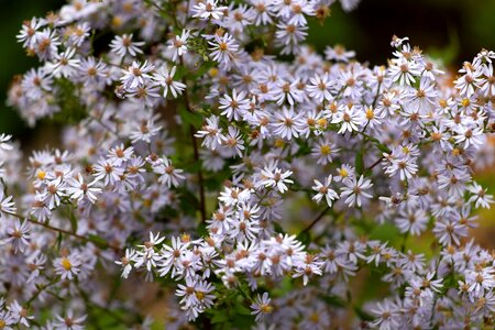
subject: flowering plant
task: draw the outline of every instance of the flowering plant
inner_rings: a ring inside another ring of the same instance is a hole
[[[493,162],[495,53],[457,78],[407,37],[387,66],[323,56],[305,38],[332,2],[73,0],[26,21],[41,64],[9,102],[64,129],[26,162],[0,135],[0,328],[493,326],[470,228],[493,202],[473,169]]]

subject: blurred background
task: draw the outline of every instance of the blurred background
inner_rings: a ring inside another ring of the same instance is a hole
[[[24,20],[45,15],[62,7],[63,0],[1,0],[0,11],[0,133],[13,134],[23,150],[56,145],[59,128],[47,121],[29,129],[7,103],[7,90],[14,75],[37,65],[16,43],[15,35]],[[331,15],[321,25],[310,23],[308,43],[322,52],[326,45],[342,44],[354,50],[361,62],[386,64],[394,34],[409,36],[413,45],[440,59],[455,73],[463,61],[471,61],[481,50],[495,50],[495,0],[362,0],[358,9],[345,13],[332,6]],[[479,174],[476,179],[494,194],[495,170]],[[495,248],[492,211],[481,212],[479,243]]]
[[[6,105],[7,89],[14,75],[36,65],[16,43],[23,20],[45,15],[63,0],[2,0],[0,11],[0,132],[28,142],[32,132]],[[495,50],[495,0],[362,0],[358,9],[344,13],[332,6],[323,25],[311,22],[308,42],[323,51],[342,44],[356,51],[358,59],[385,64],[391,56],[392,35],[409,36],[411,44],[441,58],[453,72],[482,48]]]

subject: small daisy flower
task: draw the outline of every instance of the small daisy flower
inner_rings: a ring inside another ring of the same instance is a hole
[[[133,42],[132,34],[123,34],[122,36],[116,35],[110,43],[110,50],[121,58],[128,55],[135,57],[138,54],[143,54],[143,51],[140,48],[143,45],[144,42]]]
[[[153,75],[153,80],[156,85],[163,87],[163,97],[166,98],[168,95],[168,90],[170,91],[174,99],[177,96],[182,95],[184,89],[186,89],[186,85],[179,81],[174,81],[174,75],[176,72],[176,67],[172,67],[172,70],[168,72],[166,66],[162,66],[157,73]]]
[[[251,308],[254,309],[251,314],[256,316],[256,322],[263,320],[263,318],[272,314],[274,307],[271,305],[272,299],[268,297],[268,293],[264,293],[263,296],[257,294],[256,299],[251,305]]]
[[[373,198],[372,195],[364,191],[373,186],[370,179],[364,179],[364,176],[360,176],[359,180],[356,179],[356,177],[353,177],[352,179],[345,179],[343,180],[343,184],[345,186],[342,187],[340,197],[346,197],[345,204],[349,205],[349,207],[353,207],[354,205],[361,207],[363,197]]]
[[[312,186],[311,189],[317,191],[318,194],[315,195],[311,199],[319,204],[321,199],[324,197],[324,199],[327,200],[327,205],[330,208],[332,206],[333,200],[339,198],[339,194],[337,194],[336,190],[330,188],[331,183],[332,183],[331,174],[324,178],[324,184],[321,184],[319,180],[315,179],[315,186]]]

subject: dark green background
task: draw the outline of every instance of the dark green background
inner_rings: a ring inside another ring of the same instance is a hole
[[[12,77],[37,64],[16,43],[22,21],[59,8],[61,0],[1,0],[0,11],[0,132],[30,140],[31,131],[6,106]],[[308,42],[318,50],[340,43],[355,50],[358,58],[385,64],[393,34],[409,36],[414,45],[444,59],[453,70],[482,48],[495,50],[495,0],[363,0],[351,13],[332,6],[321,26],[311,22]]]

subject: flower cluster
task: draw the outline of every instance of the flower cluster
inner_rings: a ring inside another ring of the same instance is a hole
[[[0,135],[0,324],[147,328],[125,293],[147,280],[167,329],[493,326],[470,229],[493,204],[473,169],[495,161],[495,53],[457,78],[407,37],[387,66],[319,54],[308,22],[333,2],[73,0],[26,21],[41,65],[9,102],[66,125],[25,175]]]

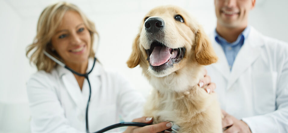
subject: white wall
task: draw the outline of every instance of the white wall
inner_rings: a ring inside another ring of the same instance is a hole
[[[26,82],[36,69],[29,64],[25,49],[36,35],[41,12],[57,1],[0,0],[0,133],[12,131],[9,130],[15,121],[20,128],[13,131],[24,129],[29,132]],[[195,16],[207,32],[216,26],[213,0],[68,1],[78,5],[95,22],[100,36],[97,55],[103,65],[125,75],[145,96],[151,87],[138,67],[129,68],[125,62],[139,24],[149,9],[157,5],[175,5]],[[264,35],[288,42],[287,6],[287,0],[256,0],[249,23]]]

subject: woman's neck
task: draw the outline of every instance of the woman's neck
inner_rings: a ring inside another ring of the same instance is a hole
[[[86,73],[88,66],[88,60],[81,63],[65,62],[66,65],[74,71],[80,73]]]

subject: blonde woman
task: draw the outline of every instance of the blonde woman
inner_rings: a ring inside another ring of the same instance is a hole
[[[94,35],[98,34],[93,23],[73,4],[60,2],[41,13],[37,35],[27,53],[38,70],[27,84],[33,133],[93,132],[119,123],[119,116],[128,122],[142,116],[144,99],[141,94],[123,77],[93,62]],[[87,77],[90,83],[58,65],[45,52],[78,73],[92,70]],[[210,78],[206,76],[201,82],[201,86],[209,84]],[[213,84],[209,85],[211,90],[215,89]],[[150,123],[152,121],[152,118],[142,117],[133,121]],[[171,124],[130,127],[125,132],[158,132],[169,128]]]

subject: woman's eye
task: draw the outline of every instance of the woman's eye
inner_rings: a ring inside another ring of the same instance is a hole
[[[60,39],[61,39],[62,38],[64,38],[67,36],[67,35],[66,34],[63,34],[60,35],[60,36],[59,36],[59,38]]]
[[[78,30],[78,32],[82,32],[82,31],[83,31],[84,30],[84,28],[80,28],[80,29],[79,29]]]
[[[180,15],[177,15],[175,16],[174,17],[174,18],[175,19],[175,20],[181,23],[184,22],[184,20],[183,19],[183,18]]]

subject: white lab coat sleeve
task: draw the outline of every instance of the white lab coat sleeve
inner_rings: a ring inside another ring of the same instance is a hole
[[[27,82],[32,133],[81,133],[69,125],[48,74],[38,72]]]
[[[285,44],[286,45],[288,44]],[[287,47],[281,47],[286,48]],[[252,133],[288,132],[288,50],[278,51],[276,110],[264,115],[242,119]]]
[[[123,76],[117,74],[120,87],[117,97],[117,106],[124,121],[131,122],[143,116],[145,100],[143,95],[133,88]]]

________________________________________

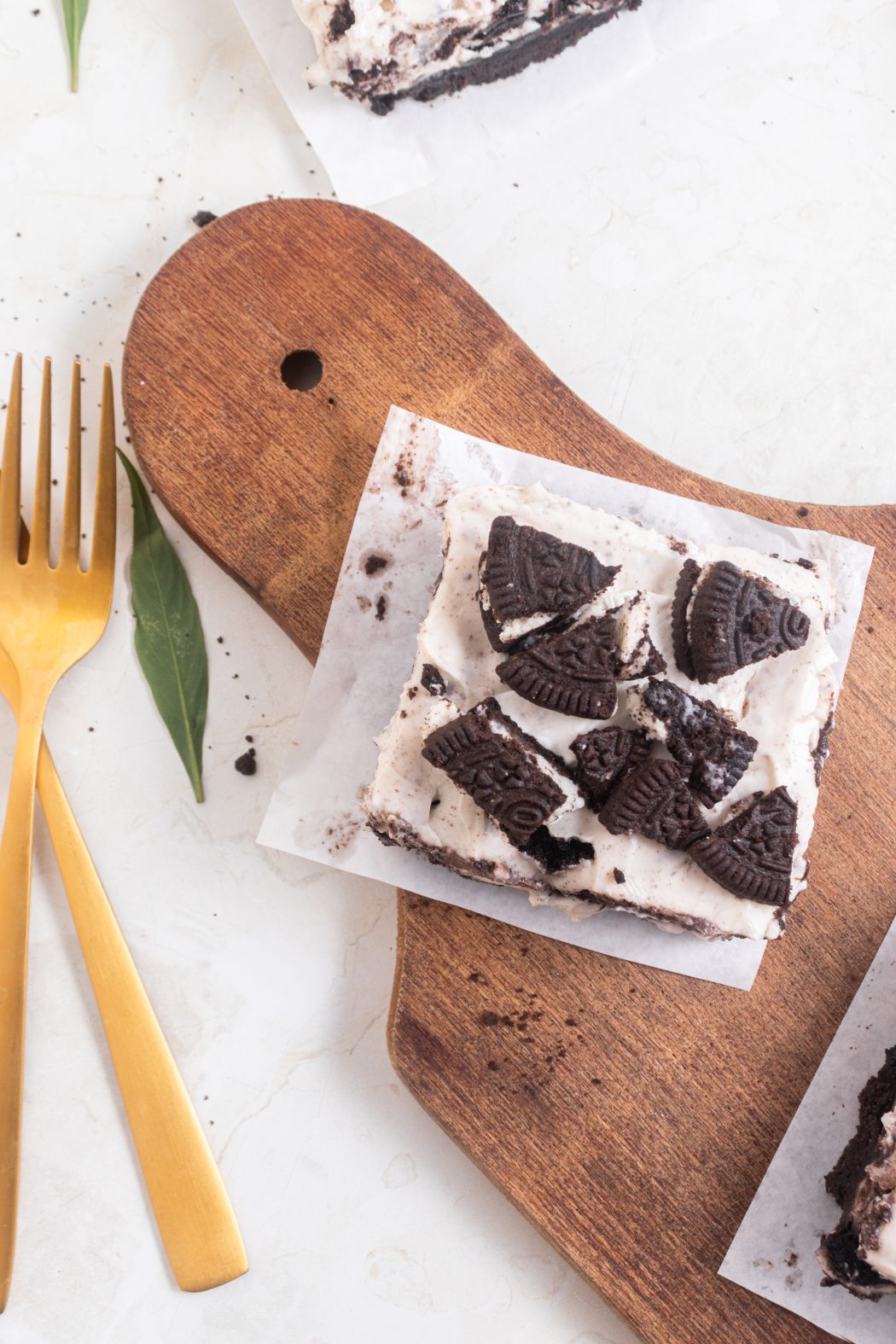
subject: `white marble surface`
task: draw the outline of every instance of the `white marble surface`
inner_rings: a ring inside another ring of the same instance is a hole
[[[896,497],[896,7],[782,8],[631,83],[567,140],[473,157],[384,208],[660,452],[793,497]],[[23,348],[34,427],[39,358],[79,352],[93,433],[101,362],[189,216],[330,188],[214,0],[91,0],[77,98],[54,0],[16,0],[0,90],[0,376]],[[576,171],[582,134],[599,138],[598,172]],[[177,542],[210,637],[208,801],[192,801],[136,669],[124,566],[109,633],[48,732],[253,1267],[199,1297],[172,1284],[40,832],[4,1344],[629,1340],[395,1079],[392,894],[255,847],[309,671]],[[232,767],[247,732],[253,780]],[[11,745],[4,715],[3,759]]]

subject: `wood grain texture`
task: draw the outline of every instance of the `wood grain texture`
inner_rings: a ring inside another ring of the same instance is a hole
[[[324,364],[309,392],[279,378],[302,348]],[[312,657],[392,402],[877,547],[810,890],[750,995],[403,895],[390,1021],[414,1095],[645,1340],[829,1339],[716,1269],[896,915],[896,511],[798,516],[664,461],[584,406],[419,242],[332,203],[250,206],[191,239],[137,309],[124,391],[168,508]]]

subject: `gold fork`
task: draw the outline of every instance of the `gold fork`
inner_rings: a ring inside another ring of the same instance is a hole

________________________________________

GIVEN INSTRUCTION: Pick out every line in the records above that contains the word "daisy", and copy each of those lines in full.

RESULT OF THIS EXERCISE:
subject: small daisy flower
task: draw the outline of every instance of the small daisy flower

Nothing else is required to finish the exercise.